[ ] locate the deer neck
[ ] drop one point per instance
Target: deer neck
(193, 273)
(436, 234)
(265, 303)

# TASK
Every record should be repeated exactly; please leave none out.

# SOLUTION FOR THIS EXERCISE
[ ] locate the deer neck
[ ] drop one point per instance
Target: deer neck
(193, 273)
(436, 234)
(265, 303)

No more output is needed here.